*Te lezen tekst:*
Regeling van de Staatssecretaris van Volksgezondheid, Welzijn en Sport van 31 mei 2023, kenmerk 3597680-1048447-WJZ, houdende wijziging van de Alcoholregeling in verband met het vaststellen van tarieven voor werkzaamheden van de Landelijke commissie sociale hygiëne

De Staatssecretaris van Volksgezondheid, Welzijn en Sport,

Gelet op de artikelen 11a, tweede lid, en 11f, tweede lid, van de Alcoholwet;

Besluit:

ARTIKEL I

De Alcoholregeling wordt als volgt gewijzigd:

A

Het opschrift van Hoofdstuk 4 komt te luiden:

Hoofdstuk 4. Landelijke commissie sociale hygiëne

B

De artikelen 4.1 tot en met 4.6 worden vervangen door drie artikelen, luidende:

Artikel 4.1

De Landelijke commissie sociale hygiëne is gevestigd in de gemeente Den Haag.

Artikel 4.2

Het bedrag ter vergoeding van de kosten die samenhangen met het op grond van artikel 11e, eerste lid, onder a, van de wet, inschrijven van een persoon in het Register sociale hygiëne en het afgeven van een Verklaring kennis en inzicht sociale hygiëne, bedoeld in artikel 11f, eerste lid, van de wet, is € 92,–.

Artikel 4.3

Het bedrag ter vergoeding van de kosten die samenhangen met het op grond van artikel 11e, eerste lid, onder b of c, van de wet, inschrijven van een persoon in het Register sociale hygiëne en het afgeven van een Verklaring kennis en inzicht sociale hygiëne, bedoeld in artikel 11f, eerste lid, van de wet, is € 250,–.

*Opdracht 1:* Herhaal letterlijk het stuk uit de regeling over de tarieven van de Landelijke commissie sociale hygiëne, beginnend bij "De Landelijke commissie sociale hygiëne is" en doorlopend tot en met "wet, is € 250,–.".

*Bijbehorende records:*
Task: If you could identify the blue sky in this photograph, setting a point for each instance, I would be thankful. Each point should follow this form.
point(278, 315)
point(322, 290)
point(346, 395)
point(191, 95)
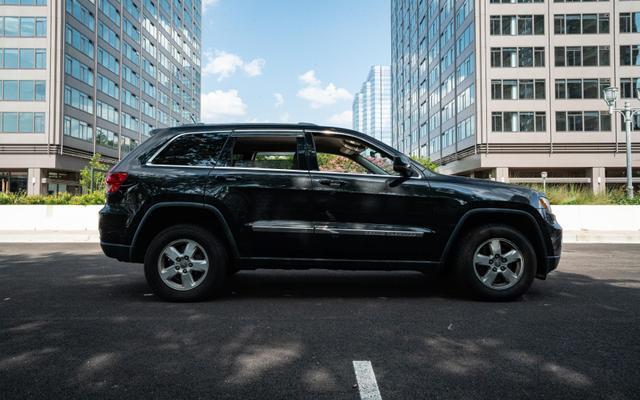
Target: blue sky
point(289, 61)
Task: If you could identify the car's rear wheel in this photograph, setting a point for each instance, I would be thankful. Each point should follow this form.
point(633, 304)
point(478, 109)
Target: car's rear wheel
point(186, 263)
point(495, 262)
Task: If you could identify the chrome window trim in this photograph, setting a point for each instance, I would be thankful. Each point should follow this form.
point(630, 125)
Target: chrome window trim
point(150, 163)
point(365, 175)
point(304, 171)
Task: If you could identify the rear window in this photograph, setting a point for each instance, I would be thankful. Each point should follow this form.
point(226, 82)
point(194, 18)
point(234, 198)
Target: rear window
point(194, 149)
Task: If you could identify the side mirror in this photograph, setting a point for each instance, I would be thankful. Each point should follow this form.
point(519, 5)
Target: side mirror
point(402, 165)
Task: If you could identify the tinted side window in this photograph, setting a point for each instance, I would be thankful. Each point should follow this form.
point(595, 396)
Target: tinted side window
point(264, 151)
point(200, 149)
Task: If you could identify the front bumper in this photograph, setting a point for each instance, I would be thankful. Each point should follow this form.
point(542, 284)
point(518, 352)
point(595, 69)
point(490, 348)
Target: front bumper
point(551, 261)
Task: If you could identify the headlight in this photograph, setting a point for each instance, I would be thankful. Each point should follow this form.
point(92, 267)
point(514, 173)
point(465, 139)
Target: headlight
point(545, 204)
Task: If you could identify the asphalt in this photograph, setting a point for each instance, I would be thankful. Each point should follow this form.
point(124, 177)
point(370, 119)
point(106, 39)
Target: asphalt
point(74, 324)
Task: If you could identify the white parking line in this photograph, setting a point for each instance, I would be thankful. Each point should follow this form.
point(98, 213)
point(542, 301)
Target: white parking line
point(366, 381)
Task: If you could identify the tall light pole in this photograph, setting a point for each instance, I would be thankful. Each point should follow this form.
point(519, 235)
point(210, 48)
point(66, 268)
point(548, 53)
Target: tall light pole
point(611, 97)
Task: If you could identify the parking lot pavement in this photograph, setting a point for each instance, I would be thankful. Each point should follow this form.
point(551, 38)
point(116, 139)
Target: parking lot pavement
point(74, 324)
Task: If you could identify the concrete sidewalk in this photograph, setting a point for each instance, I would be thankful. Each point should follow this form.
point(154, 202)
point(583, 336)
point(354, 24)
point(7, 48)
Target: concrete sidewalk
point(47, 236)
point(92, 236)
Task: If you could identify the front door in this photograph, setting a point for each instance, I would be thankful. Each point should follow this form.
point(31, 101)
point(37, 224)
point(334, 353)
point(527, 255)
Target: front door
point(365, 210)
point(263, 185)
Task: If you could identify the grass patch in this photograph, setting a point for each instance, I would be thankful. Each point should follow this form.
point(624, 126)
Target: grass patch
point(94, 198)
point(579, 195)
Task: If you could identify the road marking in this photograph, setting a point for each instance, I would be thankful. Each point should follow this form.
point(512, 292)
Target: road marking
point(366, 380)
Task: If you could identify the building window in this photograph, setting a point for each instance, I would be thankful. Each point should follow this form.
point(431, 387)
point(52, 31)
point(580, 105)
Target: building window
point(107, 112)
point(580, 24)
point(517, 25)
point(577, 56)
point(583, 121)
point(523, 121)
point(512, 57)
point(515, 1)
point(79, 41)
point(21, 122)
point(23, 58)
point(78, 70)
point(630, 55)
point(77, 129)
point(80, 13)
point(630, 22)
point(581, 88)
point(106, 138)
point(629, 87)
point(78, 99)
point(23, 26)
point(24, 90)
point(110, 11)
point(512, 89)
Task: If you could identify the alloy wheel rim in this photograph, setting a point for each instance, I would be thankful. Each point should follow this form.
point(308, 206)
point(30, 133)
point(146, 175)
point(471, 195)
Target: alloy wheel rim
point(183, 265)
point(498, 264)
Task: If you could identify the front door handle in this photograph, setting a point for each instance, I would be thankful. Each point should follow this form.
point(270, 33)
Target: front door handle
point(228, 178)
point(332, 182)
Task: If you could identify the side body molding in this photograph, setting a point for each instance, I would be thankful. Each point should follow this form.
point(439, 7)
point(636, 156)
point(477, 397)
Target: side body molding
point(221, 220)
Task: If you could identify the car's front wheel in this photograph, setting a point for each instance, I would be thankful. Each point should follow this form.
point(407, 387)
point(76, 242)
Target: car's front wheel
point(185, 263)
point(495, 262)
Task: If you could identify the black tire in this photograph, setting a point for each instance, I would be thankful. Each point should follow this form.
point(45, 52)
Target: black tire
point(215, 251)
point(465, 268)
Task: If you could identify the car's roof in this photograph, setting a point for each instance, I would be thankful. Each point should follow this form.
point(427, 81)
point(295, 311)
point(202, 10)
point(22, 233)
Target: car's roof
point(262, 125)
point(259, 126)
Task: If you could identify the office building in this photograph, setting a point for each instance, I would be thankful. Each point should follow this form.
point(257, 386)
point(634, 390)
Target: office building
point(86, 76)
point(372, 104)
point(507, 89)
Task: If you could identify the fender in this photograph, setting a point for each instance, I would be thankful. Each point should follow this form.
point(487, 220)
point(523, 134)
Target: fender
point(470, 213)
point(221, 220)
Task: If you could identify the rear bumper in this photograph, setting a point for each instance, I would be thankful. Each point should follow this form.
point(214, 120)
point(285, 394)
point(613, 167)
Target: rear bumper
point(120, 252)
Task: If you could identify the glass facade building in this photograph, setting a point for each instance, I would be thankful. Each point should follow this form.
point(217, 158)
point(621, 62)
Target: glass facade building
point(372, 104)
point(507, 89)
point(91, 76)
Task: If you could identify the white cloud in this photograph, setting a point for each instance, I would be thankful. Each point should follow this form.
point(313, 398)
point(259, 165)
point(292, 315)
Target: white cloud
point(319, 96)
point(343, 119)
point(208, 3)
point(254, 67)
point(224, 64)
point(309, 78)
point(279, 99)
point(219, 106)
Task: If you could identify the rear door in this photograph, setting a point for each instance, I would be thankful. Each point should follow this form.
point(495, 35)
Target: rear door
point(262, 184)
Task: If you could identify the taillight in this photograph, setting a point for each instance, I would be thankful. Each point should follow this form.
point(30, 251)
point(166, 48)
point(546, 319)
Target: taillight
point(115, 180)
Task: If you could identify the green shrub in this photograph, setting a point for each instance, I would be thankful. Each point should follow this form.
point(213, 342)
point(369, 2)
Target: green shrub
point(579, 195)
point(94, 198)
point(427, 163)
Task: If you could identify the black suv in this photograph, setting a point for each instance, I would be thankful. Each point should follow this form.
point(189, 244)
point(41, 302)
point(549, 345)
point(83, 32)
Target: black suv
point(197, 203)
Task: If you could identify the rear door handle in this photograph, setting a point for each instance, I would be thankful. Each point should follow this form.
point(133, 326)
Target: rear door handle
point(332, 182)
point(228, 178)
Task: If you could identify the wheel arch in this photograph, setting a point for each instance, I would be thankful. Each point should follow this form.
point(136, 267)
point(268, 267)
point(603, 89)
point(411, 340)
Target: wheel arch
point(522, 221)
point(163, 215)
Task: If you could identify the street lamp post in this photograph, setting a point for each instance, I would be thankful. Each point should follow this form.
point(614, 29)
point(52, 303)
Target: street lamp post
point(611, 97)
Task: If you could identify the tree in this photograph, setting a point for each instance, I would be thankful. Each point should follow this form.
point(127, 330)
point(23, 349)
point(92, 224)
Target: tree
point(427, 163)
point(92, 177)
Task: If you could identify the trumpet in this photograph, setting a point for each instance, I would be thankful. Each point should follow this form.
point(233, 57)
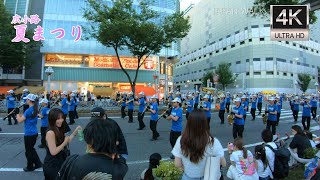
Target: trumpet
point(15, 110)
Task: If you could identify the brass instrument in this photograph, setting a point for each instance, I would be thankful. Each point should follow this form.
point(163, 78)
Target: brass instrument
point(15, 110)
point(265, 115)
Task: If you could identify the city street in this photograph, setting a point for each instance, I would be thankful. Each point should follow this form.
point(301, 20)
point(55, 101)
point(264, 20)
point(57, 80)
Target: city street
point(12, 158)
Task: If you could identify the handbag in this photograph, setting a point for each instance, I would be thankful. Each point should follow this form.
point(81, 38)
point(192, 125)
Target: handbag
point(212, 168)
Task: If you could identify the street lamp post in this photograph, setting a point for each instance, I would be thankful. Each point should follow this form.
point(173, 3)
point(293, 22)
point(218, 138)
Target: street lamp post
point(49, 71)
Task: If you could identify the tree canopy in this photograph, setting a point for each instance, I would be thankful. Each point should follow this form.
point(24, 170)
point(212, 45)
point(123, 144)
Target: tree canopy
point(140, 30)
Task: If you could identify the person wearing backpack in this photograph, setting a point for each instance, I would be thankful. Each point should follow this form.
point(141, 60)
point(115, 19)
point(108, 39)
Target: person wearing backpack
point(242, 162)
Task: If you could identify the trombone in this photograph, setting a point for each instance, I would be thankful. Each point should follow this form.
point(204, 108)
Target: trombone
point(13, 111)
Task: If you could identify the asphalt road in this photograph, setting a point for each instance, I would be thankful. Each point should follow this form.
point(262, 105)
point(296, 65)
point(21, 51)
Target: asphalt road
point(12, 158)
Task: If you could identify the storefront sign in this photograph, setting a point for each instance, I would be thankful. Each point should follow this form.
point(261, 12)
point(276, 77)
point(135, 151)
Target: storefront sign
point(127, 62)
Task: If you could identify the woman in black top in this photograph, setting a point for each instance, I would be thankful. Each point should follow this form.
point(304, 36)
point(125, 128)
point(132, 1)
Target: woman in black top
point(56, 144)
point(299, 141)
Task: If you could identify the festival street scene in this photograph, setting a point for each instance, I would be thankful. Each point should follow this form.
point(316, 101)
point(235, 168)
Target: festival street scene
point(159, 89)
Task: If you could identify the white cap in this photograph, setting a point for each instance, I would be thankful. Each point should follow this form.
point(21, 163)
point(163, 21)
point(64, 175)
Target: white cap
point(31, 97)
point(153, 97)
point(237, 100)
point(44, 101)
point(177, 100)
point(206, 97)
point(271, 98)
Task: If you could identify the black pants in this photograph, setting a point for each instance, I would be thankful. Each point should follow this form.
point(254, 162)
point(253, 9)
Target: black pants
point(259, 107)
point(304, 118)
point(295, 115)
point(314, 112)
point(237, 131)
point(278, 117)
point(31, 154)
point(195, 106)
point(43, 135)
point(76, 116)
point(123, 113)
point(153, 127)
point(13, 115)
point(273, 125)
point(253, 113)
point(25, 107)
point(221, 116)
point(173, 137)
point(228, 107)
point(71, 117)
point(130, 114)
point(65, 124)
point(140, 119)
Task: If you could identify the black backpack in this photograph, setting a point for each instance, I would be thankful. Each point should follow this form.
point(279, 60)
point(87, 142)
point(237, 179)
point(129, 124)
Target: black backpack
point(281, 162)
point(64, 172)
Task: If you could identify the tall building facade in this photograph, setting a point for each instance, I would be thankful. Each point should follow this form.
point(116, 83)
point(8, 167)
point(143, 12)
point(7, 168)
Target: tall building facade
point(224, 31)
point(86, 64)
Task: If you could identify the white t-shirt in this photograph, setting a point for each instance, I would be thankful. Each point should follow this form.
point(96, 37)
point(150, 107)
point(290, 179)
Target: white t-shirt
point(197, 170)
point(263, 172)
point(243, 166)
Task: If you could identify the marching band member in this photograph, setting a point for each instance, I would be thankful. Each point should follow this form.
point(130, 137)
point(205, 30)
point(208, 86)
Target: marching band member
point(123, 105)
point(189, 104)
point(141, 103)
point(279, 105)
point(295, 108)
point(154, 117)
point(130, 106)
point(11, 104)
point(306, 113)
point(43, 114)
point(207, 108)
point(245, 106)
point(30, 119)
point(260, 102)
point(314, 105)
point(196, 100)
point(228, 98)
point(222, 108)
point(176, 118)
point(238, 125)
point(271, 112)
point(25, 94)
point(253, 107)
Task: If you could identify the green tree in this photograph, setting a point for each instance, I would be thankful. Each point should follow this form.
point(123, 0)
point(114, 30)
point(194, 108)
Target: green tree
point(262, 7)
point(304, 80)
point(225, 75)
point(14, 54)
point(140, 30)
point(208, 75)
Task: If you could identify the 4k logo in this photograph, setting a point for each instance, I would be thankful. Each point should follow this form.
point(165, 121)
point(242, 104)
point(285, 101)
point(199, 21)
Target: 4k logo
point(289, 22)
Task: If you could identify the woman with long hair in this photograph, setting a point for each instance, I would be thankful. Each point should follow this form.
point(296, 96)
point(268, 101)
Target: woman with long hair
point(194, 146)
point(300, 141)
point(56, 144)
point(242, 162)
point(30, 119)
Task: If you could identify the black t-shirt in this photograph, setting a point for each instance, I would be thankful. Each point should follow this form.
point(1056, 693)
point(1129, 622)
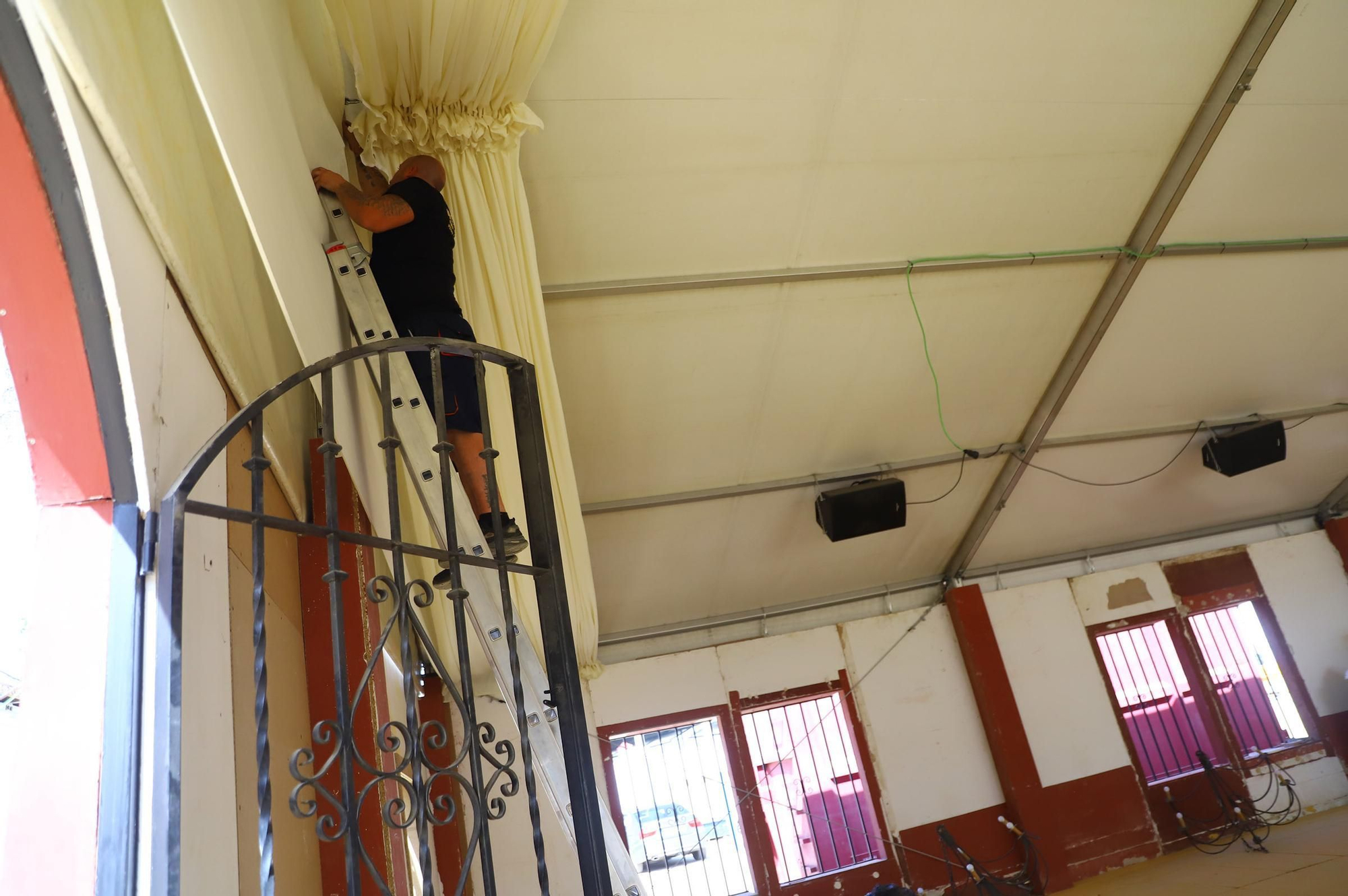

*Opdracht 2:* Neem uit de records woord voor woord de regels over die beginnen bij de regel met "Task: If you could identify the concrete" en doorlopen tot en met de regel met "point(498, 264)". Geef alleen die regels.

*Uitgewerkt antwoord 1:*
De Landelijke commissie sociale hygiëne is gevestigd in de gemeente Den Haag.

Artikel 4.2

Het bedrag ter vergoeding van de kosten die samenhangen met het op grond van artikel 11e, eerste lid, onder a, van de wet, inschrijven van een persoon in het Register sociale hygiëne en het afgeven van een Verklaring kennis en inzicht sociale hygiëne, bedoeld in artikel 11f, eerste lid, van de wet, is € 92,–.

Artikel 4.3

Het bedrag ter vergoeding van de kosten die samenhangen met het op grond van artikel 11e, eerste lid, onder b of c, van de wet, inschrijven van een persoon in het Register sociale hygiëne en het afgeven van een Verklaring kennis en inzicht sociale hygiëne, bedoeld in artikel 11f, eerste lid, van de wet, is € 250,–.

*Uitgewerkt antwoord 2:*
Task: If you could identify the concrete sidewalk in this photograph, setting a point for each instance, I would be thankful. Each point should follow this form.
point(154, 202)
point(583, 336)
point(354, 24)
point(7, 48)
Target: concrete sidewalk
point(47, 236)
point(92, 236)
Task: If you could identify the front door in this photograph, setting a point for each instance, I would be thankful. Each point should follow this form.
point(31, 101)
point(37, 224)
point(334, 353)
point(527, 255)
Target: front door
point(365, 210)
point(263, 185)
Task: If you could identify the grass patch in this photograph, setting a point for each instance, I would be thankful. Each point should follow this form.
point(624, 126)
Target: grass patch
point(94, 198)
point(579, 195)
Task: If you could identify the road marking in this photograph, setting a point for each instance, I would be thankful. Each point should follow this form.
point(512, 292)
Target: road marking
point(366, 380)
Task: If you could identify the building window in this photograph, setting a point for each instance, I would be thankful. Each point should follow this form.
point(431, 387)
point(52, 31)
point(580, 105)
Target: building window
point(107, 112)
point(580, 24)
point(517, 25)
point(577, 56)
point(583, 121)
point(523, 121)
point(512, 57)
point(515, 1)
point(79, 41)
point(21, 122)
point(23, 58)
point(78, 70)
point(630, 55)
point(77, 129)
point(80, 13)
point(630, 22)
point(581, 88)
point(106, 138)
point(629, 87)
point(78, 99)
point(23, 26)
point(24, 90)
point(110, 11)
point(512, 89)
Task: If you could identify the alloy wheel rim in this photograph, setting a point for each instance, I would be thankful. Each point should follow this form.
point(308, 206)
point(30, 133)
point(146, 175)
point(471, 195)
Target: alloy wheel rim
point(183, 265)
point(498, 264)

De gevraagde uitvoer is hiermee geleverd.